» **DOCUMENT EXCERPT**:
....................
Last week, the new book “American Dirt” by author Jeanine Cummins hit shelves in wake of much heated debate and discussion.

The book, which tells the story of a young mother and child who flee Mexico, has drawn fierce backlash from the Mexican and Mexican American community. Criticisms range from linguistic inaccuracies to promoting stereotypes to a superficial understanding of Mexican culture. 

However, what makes “American Dirt” so remarkable isn’t the fact that it has unsettled critics. But rather that it has been so polarizing it has arguably culminated in what can only be described as a signpost in modern Chicano discourse and history. The question is what do Chicanos and Chicanas do next?

To be sure, talk of a Chicano re-awakening has been bubbling below the service for years. In 2018, journalist Dennis Romero touched on the subject in a column at NBC News, writing that “The signposts of a Chicano renaissance are everywhere.”

He was right. Yet even in light of what many of us have sensed these past few years, I’m not sure anybody could have predicted the unity and fury “American Dirt” would unleash—a reaction no doubt that comes from years of Mexican Americans feeling overlooked by the film, music, and literary industries.  

“The new movement is organic. It hasn’t been forced. It simply happened when nobody was expecting it.”
....................
» **STORED RECORDS**:
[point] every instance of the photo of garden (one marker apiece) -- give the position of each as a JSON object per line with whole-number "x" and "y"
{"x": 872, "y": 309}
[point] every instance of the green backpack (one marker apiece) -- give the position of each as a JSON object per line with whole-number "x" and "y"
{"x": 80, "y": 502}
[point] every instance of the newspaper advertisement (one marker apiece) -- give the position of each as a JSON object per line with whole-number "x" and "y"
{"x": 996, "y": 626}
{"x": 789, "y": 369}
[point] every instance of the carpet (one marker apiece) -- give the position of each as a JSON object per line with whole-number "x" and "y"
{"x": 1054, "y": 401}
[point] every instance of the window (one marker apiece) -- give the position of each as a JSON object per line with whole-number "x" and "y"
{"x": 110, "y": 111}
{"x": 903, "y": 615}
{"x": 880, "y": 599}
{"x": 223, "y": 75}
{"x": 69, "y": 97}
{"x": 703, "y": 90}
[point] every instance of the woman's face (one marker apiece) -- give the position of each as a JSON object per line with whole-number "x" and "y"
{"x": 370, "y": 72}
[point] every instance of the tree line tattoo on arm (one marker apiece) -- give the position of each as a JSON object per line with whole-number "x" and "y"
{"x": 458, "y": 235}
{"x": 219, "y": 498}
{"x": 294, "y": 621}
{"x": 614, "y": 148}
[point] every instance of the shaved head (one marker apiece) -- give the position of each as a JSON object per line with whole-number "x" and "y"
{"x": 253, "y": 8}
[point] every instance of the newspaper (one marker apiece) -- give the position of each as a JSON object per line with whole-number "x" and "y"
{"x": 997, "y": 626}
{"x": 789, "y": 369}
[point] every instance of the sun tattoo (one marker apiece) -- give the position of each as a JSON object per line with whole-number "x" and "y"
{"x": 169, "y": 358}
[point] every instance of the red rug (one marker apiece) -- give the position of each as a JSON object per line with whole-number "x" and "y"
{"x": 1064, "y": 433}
....................
» **YOUR TASK**:
According to the excerpt on the novel "American Dirt," what story does the book tell? The listing has no connection to the excerpt on the novel "American Dirt."

» **EXERCISE SOLUTION**:
It tells the story of a young mother and child who flee Mexico.